■ Text under study
+++++
Indic is an adjective referring to the Indo-Aryan languages such as Hindi-Urdu or Bengali. These languages are spoken mostly in the northern parts of India, as well as in Bangladesh, Pakistan, Sri Lanka, Nepal, and the Maldives. This term can be confusing, because hundreds of millions of people in the Indian subcontinent (and nearby island nations) speak non-Indic first languages: over 250 million people, particularly in the south of India and the north of Sri Lanka, speak Dravidian languages, which include Malayalam, Tamil, and Telugu. Austronesian, Tibeto-Burman, and Tai-Kadai languages, and many language isolates, are also spoken in the India and the other nations of subcontinent, as is English (and French, and Portuguese). Unfortunately, there is now a trend to use Indic to mean ‘languages of the subcontinent’. See here for a prominent example. This is a new sense for Indic, and while there is probably a need for such a lexeme to express the notion (language of India or subcontinental language would work), reusing Indic, which already has a distinct and well-established sense, just adds unnecessary confusion.

A minor syntactic innovation in English: “BE crazy”

I recently became aware of an English syntactic construction I hadn’t noticed before. It involves the predicate BE crazy, which itself is nothing new, but here the subject of that predicate is, essentially, quoted speech from a second party. I myself am apparently a user of this variant. For example, a friend told me of someone who describes themselves (on an online dating platform) as someone who …likes travel and darts, and I responded, simply, Likes darts is crazy. That is to say, I am making some kind of assertion that the description “likes darts”, or perhaps the speech act of describing oneself as such, is itself a bit odd. Now in this case, the subject is simply the quotation (with the travel and part elided), and while this forms a constituent, a tensed VP, we don’t normally accept them as the subject of predicates. And I suspect constituenthood is not even required. So this is distinct from the ordinary use of BE crazy with a nominal subject.

I suspect, though I do not have the means to prove, this is a relatively recent innovation; I hear it from my peers (i.e., those of similar age, not my colleagues at work, who may be older) and students, but not often elsewhere. I also initially thought it might be associated with the Mid-Atlantic but I am no longer so sure.

Your thoughts are welcome.

“Segmented languages”

In a recent paper (Gorman & Sproat 2023), we complain about conflation of writing systems with the languages they are used to write, highlighting the nonsense underlying common expressions like “right-to-left language”, “syllabic language” or “ideographic” language found in the literature. Thus we were surprised to find the following:

Four segmented languages (Mandarin, Japanese, Korean and Thai) report character error rate (CER), instead of WER… (Gemini Team 2024:18)

Since the most salient feature of the writing systems used to write Mandarin, Japanese, Korean, and Thai is the absence of segmentation information (e.g., whitespace used to indicate word boundaries), presumably the authors mean to say that the data they are using has already been pre-segmented (by some unspecified means). But this is not a property of these languages, but rather of the available data.

[h/t: Richard Sproat]

References

Gemini Team. 2023. Gemini: A family of highly capable multimodal models. arXiv preprint 2312.11805. URL: https://arxiv.org/abs/2312.11805.

Gorman, K. and Sproat, R.. 2023. Myths about writing systems in speech & language technology. In Proceedings of the Workshop on Computation and Written Language, pages 1-5.

Growing consensus

Any time I read a paper that begins, roughly, “there is a growing consensus that P“, there is not in fact, as far as I can tell, a growing consensus in support of P.
+++++
■ Dataset excerpts
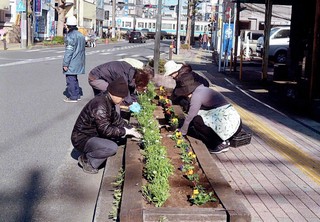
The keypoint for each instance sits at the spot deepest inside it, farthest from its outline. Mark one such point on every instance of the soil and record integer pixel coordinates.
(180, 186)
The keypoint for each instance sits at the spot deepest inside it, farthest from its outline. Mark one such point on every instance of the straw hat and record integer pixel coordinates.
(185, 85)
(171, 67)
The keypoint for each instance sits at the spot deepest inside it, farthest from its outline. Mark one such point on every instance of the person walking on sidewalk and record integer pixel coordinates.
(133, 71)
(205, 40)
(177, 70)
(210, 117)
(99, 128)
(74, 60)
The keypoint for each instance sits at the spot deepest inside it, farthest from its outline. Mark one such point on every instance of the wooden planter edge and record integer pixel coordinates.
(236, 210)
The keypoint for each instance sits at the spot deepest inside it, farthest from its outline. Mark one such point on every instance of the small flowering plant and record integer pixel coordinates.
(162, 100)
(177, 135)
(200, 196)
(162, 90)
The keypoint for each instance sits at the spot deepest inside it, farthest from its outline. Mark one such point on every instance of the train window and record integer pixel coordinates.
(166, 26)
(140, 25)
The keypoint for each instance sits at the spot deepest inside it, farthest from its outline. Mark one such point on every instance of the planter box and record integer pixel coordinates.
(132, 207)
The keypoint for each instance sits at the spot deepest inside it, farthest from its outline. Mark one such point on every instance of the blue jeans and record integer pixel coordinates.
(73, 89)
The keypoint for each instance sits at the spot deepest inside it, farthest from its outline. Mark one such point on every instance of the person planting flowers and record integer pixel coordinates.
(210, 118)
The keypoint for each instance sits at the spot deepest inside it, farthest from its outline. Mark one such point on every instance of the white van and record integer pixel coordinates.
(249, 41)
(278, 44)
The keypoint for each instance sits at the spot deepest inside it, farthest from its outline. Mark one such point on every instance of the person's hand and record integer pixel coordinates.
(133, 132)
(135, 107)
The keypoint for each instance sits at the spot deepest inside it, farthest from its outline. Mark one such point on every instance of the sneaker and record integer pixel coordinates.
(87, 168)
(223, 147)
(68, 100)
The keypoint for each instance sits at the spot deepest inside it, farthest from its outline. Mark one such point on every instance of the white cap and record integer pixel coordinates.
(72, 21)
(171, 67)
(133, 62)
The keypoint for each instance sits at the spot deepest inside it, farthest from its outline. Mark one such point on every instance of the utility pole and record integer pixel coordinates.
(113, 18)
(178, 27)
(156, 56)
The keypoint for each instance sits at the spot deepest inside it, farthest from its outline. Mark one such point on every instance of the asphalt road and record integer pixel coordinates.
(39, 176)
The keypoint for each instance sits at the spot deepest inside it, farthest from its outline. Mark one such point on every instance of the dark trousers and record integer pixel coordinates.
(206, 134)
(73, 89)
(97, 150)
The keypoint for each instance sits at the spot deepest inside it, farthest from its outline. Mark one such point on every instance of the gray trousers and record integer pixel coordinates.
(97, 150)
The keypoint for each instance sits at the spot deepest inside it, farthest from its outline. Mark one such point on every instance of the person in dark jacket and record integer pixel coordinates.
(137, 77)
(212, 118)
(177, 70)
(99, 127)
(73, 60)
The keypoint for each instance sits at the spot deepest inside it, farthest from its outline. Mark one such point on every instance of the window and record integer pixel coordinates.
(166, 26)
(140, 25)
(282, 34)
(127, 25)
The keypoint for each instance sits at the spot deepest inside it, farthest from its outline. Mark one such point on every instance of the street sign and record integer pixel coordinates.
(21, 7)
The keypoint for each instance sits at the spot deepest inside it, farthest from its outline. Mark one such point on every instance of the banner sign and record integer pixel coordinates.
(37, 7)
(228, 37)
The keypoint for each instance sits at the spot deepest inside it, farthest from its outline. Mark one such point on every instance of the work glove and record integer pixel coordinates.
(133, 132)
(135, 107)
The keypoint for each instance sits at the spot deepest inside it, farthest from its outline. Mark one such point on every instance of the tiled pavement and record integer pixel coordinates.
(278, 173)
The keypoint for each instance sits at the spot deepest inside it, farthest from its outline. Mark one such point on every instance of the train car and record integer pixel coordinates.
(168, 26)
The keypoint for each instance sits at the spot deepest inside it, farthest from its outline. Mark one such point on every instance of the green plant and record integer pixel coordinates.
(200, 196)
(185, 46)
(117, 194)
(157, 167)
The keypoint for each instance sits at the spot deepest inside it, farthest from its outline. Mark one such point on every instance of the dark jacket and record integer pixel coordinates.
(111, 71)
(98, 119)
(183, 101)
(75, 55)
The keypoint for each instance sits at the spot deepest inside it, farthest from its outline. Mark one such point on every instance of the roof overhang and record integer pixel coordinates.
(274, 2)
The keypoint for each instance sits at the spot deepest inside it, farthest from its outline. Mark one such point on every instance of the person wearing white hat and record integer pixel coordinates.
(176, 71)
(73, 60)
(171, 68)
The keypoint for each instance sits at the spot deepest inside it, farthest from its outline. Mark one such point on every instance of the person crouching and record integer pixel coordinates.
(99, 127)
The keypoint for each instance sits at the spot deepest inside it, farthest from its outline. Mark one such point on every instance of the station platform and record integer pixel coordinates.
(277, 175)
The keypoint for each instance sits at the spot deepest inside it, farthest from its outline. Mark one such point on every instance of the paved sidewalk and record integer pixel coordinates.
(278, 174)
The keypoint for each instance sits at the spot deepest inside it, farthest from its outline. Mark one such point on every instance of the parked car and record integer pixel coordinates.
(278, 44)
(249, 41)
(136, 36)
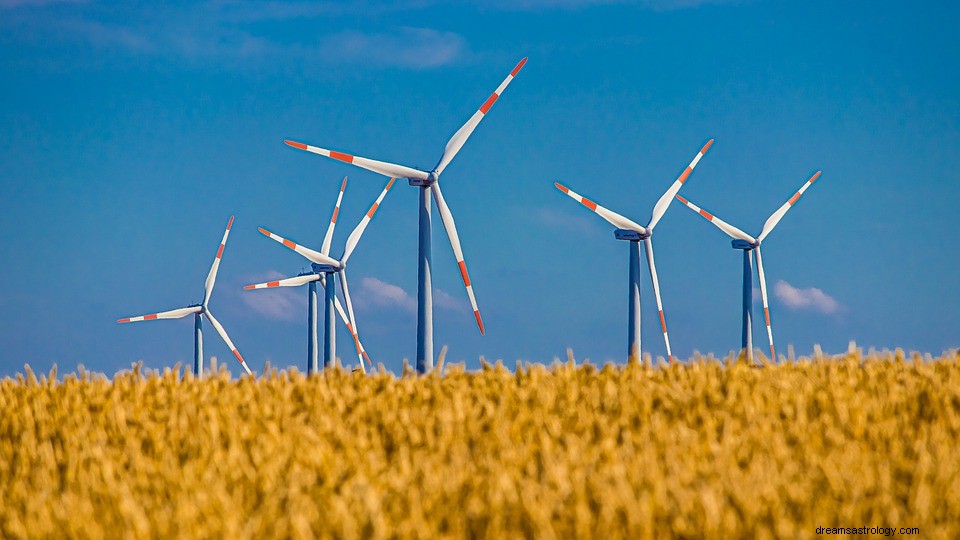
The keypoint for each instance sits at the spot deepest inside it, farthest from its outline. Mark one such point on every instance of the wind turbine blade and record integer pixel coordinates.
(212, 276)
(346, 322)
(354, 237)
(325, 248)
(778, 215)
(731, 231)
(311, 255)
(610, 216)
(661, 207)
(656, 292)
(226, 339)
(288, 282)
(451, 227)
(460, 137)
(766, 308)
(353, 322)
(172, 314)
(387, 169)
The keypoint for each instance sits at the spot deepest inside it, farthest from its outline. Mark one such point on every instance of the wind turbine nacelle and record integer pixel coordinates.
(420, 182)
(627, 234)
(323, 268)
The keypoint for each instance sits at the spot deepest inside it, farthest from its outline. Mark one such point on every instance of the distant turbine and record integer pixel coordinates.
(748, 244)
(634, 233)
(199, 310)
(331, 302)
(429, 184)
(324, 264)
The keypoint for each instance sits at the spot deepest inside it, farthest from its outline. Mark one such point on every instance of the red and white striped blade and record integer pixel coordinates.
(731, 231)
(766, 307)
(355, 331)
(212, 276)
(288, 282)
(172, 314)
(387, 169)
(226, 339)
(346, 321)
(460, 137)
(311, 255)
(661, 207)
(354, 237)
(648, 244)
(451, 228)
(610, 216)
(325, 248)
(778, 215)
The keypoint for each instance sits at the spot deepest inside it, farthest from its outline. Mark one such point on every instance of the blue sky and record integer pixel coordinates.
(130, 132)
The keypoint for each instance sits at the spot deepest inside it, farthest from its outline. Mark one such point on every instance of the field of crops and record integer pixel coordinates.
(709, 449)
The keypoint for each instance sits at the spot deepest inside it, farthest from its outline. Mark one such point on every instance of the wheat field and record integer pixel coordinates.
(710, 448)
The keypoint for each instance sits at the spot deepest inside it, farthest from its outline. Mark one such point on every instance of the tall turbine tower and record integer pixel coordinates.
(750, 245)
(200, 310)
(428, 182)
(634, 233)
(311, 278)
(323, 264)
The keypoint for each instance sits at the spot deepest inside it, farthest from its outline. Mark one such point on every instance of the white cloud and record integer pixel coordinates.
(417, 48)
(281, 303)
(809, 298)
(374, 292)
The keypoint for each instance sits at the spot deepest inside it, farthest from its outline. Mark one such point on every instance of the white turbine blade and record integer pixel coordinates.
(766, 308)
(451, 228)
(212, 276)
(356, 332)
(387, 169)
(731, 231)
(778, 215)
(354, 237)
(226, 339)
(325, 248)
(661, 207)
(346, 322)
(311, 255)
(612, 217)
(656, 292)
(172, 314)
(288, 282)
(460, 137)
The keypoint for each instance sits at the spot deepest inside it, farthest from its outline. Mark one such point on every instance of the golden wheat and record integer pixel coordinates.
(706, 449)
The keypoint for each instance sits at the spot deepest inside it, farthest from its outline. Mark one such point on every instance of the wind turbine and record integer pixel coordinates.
+++++
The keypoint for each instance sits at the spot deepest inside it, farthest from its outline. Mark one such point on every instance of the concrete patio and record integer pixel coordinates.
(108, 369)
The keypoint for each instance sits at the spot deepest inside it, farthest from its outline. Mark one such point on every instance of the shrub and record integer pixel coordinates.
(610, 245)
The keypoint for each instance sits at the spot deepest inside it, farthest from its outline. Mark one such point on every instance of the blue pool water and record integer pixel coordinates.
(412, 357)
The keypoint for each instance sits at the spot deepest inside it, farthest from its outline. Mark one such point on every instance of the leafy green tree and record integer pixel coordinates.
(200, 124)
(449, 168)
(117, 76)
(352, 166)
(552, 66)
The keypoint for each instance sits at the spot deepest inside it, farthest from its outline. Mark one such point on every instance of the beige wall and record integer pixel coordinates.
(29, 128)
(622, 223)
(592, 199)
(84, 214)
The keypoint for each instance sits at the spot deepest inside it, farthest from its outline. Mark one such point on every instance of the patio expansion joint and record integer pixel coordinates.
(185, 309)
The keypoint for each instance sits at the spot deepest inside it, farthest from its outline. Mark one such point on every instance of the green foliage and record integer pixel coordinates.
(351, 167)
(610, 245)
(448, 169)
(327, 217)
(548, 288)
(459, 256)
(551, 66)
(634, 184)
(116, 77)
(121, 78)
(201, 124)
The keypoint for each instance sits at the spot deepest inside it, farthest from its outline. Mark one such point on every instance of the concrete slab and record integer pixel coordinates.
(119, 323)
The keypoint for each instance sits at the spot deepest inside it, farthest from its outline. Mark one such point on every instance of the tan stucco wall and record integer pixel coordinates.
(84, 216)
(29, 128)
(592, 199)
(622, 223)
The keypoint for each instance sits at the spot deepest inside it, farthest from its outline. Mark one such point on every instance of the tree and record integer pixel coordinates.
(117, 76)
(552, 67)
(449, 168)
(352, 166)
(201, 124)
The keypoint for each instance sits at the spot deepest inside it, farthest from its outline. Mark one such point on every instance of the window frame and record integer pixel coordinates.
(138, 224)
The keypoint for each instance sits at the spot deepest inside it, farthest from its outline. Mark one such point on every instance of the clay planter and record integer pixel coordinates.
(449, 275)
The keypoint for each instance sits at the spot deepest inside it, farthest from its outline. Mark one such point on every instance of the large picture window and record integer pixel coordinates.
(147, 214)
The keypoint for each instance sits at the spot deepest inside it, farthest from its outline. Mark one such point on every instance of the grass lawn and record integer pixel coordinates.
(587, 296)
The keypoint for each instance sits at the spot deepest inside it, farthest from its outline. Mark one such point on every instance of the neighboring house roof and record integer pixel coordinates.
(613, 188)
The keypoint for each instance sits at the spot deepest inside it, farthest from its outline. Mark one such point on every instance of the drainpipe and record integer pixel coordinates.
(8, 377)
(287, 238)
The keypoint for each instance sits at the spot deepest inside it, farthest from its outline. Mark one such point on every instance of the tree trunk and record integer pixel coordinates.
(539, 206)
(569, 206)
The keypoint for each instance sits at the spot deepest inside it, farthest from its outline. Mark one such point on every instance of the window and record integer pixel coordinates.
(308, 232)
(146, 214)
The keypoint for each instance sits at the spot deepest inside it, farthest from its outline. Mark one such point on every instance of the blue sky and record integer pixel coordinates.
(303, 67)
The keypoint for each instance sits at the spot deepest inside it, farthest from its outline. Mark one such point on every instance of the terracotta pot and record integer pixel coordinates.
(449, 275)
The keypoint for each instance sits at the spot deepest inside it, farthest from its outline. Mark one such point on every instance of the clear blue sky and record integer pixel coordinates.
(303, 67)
+++++
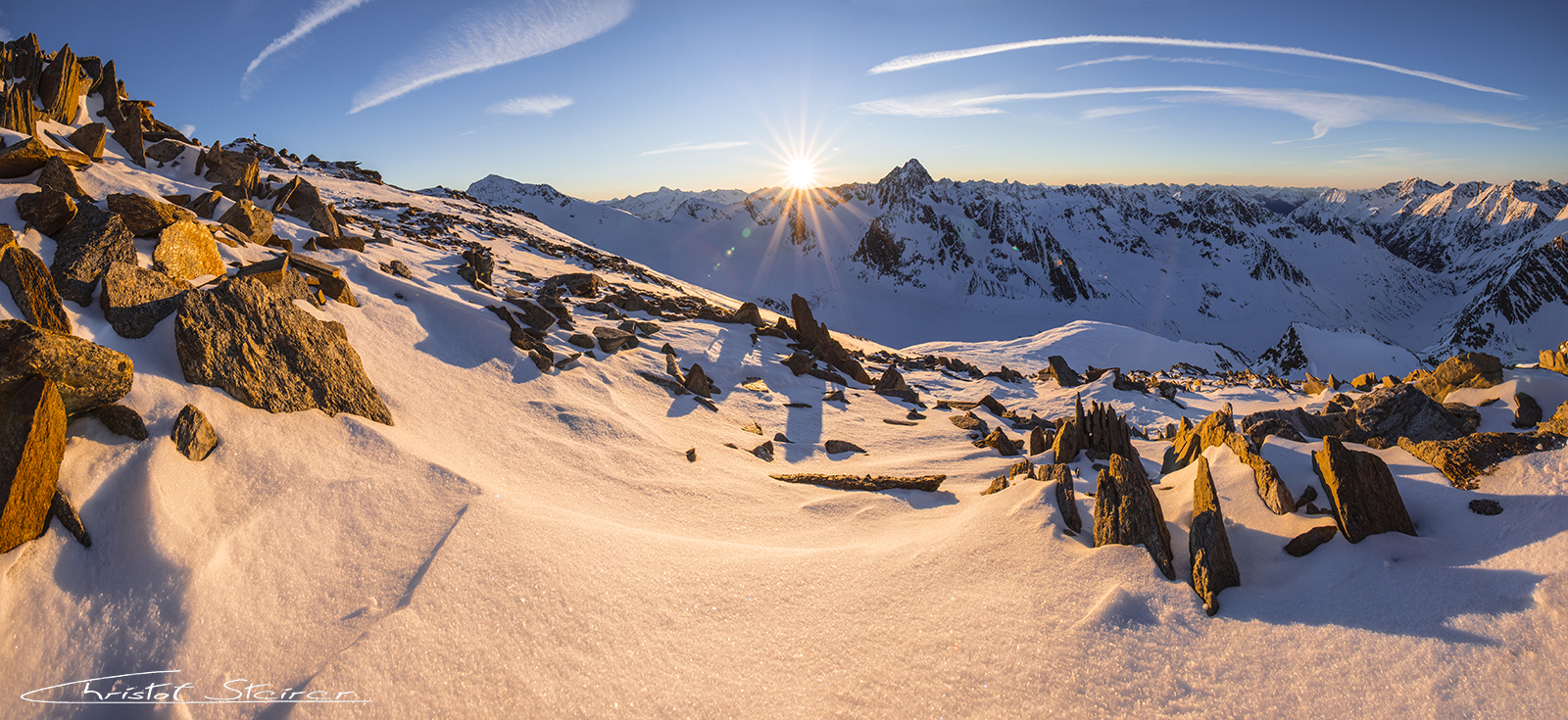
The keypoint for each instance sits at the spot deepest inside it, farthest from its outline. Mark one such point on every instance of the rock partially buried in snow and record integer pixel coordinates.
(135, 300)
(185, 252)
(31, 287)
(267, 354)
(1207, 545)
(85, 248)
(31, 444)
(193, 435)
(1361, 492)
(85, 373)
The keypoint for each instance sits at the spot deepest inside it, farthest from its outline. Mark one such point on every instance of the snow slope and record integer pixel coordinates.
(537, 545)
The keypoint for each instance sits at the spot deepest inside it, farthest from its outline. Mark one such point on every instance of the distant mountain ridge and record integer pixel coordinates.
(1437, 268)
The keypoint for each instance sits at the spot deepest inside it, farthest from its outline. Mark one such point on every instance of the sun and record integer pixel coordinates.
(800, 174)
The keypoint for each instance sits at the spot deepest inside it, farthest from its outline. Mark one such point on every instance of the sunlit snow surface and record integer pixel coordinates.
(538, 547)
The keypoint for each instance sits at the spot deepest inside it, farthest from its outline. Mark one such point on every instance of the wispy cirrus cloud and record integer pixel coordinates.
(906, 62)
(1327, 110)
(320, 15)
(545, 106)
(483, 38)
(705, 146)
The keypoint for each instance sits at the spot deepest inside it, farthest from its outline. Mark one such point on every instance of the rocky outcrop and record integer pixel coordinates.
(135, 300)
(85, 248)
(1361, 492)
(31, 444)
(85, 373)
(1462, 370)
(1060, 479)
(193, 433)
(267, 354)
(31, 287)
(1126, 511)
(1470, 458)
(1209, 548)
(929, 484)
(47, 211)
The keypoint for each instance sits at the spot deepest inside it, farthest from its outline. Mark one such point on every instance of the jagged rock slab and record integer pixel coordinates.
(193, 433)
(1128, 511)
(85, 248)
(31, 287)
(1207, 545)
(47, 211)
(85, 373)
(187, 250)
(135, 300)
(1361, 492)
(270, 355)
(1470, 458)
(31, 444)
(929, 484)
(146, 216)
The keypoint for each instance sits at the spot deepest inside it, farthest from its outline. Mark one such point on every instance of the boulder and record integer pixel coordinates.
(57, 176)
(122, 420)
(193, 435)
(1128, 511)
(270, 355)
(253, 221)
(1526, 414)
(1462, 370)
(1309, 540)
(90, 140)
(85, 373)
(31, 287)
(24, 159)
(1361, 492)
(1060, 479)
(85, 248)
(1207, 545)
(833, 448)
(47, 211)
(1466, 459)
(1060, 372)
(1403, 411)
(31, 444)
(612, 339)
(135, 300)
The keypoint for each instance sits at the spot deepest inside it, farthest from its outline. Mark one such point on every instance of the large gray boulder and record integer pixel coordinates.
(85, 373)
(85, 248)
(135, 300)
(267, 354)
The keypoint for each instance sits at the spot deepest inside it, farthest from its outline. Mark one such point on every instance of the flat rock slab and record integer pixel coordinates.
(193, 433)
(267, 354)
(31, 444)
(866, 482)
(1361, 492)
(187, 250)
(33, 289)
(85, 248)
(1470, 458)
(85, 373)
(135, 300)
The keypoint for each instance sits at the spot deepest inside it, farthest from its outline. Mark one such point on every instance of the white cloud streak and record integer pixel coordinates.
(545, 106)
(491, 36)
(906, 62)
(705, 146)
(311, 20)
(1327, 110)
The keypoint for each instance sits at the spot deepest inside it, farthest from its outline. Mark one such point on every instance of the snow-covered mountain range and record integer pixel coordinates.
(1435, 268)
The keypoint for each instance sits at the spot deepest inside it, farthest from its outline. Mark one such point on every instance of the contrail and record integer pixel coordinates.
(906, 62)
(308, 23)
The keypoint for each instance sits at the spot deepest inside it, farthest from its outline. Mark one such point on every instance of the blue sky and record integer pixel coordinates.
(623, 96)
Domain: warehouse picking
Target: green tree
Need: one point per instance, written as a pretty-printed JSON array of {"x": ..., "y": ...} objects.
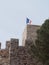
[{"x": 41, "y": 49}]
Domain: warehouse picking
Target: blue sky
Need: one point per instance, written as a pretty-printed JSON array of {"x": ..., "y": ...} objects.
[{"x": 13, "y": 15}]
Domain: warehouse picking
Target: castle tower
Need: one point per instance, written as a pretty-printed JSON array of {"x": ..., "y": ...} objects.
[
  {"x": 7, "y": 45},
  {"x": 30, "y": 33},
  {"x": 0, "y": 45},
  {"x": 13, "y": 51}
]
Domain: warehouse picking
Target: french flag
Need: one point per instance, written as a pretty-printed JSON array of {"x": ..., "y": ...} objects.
+++++
■ Work to complete
Reproduce the blog text on language usage word for word from "I suspect, though" to "thoughts are welcome.".

■ Task solution
I suspect, though I do not have the means to prove, this is a relatively recent innovation; I hear it from my peers (i.e., those of similar age, not my colleagues at work, who may be older) and students, but not often elsewhere. I also initially thought it might be associated with the Mid-Atlantic but I am no longer so sure.

Your thoughts are welcome.